## Excerpted passage
Democrats are more efficient at deporting people, too. In fact, I would argue that the items Republicans have the edge on with voters are things Democrats are better at than Republicans. What Republicans do is to shriek things endlessly to the point where a lot of low information voters believe it.
Deportation is where Trump most has the law on his side--even if not common sense. However, that does not extend to deporting asylum applicants, green card holders, and people in the process of naturalizing.
From his ride down the escalator; to the ''18 mid-terms, the GOP theme of which was Migrant Invasion; to Haitians eating pets in '24, it is Trump's most enduring theme. And it is the area in which he has been awarded the most Pinnochios by the WaPo Factchecker.
He's blowing it now, thanks to the decision to make deportations a reality teevee show.
Thank you, you said it way better than me
I was reading a Quora entry from a Wyoming resident who notes how much of a bubble her fellows live in. She tries to read a wide range of news sources and seems thoughtful and open-minded, but she says others inhale the Fox spews.
I’m really curious if Dem Shawn Harris can break 40% in GA14 in the April election. He benefited from GOP splits, but that won’t happen in a 2-person race. (He almost certainly can’t win, but hey …)
Agree about Rs better at selling. They tell the People that Ds want to tax them and spend their hard-earned money for programs that support THOSE no-good, lazy people. That's the appeal - not jobs or deficits or employment.
It is not only jobs created by Democrats, but also economic growth and deficits that have favored Democrats since 1900.
A lot of these members are wealthy and can personally weather whatever storm they create. Trump has no idea what the average hundredaire and thousandaire are dealing with. He can only comprehend the stock market and the prices of a very few sectors.
Like I said previously, DJT administration are millionaires and billionaires in their own cocoon.
Very true. If they are doing well, then so is everyone else apparently.
It's like trying to comprehend the vastness of the universe.....
Ah, come on. It’s not that big. Our neighbor Proxima Centauri b is a mere 4.24 light years away. If I hopped in a starship with state of the art propulsion technologies, I could reach Proxima in a mere 70,000 years. If I wasn’t a desiccated corpse at that point, I wouldn’t be able to stop in the system, because I wouldn’t have any fuel left.

## Dataset extract
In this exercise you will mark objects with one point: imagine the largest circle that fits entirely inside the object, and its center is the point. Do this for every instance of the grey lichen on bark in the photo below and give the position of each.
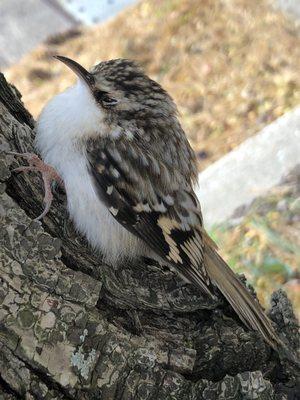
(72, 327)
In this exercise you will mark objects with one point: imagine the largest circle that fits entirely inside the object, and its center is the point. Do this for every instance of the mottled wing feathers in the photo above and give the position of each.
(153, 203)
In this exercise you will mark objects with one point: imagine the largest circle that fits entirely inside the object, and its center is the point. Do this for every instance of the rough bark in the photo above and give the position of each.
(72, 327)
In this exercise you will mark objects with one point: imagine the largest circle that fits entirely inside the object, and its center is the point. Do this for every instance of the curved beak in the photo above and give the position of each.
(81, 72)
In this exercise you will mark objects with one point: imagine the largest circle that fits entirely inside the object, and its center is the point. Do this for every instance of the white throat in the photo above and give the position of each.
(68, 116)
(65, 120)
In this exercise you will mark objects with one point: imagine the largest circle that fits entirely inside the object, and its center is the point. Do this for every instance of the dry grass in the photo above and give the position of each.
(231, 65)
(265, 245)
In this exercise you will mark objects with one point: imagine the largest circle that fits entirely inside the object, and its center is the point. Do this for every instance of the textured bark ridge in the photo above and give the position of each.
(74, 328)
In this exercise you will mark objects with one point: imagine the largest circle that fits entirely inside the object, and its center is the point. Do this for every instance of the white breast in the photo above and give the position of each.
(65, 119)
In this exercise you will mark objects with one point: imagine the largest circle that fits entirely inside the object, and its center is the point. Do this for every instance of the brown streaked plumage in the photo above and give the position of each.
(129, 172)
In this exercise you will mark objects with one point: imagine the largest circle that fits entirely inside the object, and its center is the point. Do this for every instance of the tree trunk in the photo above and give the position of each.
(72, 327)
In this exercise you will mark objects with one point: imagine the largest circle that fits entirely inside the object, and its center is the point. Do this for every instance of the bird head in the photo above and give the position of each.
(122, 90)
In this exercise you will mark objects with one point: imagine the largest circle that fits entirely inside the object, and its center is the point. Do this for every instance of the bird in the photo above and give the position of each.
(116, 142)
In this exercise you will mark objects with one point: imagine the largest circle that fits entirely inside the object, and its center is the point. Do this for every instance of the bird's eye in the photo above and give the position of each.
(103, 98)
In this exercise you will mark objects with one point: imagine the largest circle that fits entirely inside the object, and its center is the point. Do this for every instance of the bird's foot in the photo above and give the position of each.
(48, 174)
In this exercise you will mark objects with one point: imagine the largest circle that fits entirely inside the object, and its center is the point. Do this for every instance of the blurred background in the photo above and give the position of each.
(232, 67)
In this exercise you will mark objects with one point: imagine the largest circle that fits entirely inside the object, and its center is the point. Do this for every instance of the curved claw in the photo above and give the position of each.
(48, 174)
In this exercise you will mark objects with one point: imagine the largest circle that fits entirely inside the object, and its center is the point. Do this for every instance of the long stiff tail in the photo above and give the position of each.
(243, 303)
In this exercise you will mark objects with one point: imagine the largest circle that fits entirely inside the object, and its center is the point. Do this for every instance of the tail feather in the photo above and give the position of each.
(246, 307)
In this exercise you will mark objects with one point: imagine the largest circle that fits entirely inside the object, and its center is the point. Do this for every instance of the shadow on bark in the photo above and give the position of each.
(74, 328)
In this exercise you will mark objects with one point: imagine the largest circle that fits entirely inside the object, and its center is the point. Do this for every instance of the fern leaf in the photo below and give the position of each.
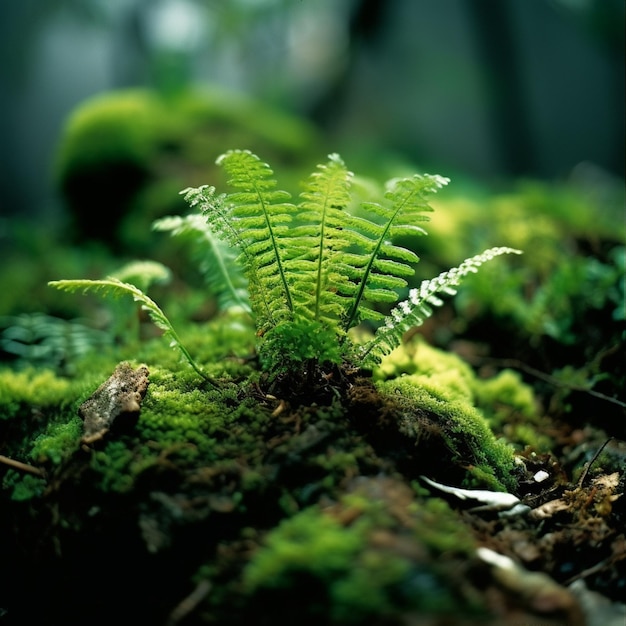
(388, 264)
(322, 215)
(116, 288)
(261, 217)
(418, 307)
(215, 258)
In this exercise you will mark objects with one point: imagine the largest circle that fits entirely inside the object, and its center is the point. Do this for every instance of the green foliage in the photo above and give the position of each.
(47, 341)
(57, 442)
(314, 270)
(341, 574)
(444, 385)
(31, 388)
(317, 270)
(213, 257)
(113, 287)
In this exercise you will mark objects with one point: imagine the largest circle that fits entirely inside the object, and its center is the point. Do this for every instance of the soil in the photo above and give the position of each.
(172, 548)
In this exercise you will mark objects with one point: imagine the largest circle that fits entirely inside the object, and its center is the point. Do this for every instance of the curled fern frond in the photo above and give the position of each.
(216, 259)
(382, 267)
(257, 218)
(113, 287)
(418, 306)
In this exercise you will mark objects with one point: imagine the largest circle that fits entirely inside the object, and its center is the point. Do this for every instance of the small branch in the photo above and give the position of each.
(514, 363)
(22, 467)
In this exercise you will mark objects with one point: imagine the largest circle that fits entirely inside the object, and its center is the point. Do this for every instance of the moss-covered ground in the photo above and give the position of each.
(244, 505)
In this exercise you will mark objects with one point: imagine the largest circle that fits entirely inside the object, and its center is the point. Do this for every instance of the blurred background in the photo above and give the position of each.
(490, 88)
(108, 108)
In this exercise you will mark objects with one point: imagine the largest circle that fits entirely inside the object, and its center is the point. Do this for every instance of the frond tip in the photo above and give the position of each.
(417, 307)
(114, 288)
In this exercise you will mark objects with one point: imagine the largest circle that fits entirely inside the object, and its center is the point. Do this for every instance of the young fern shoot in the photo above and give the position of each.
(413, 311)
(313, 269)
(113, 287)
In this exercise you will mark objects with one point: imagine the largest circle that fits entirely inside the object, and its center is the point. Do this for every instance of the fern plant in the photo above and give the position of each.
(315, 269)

## About this exercise
Continue the comment thread on Democrats, Republicans and Trump, starting after its last comment. The records come from a different source than the political comment thread.

## Final answer
The rocket equation and the Lorentz factor are brutal when it comes to dreams of interstellar flight. Not to mention the high energy bombardment of cosmic rays, the brutal effects of zero gravity on humans, etc.
Anyway, the universe is indeed mind bogglingly humungous.
Having read the other comments, I will be more succinct - They are "the common clay of the West - you know, morons."
Had I seen this, prior to writing my response, I would have deferred to this answer as the correct one.
It’s my go to response for all questions about the American public because I am an unrelenting elitist snob, but not wrong.
I mean, it's how I came to The Bulwark. JVL says the quite part out loud.
Me too, JVL is always right! Sarah is far too nice to these distracted, illiterate halfwits. She may prove me wrong and they can change their minds and wake up to the causes of their own destruction but I very much doubt that will happen.
We need Sarah's in the world to talk the JVLs of the world off of the ledge.
First of all, Everybody around DJT are millionaires and billionaires. So they are in their own bubble and aren't subject to what happens to the rest of us. Secondly, Republicans have become the party of tax cuts. (About the time of Reagan) Over time, (in voter's minds) the notion of tax cuts meant getting back money whereas Democrats wouldn't do that. All too simplistic. But it stuck. Easy to campaign on.
I think that’s because Republicans are seen as the party of business and lower taxes (more so if you’re a business), and Democrats more as the party of the huddled masses, the little guy. That was the reason I chose the Dems, anyway, way back when, having been raised in a home with no political discussions at all.
"...I truly wonder who these people are, if they pay attention to what is going on around them,...[Why] do sane people trust republicans more with the economy?"
1) Your "average" American.
2) No.
3) They dumb.
People still pretend the words mean what they meant.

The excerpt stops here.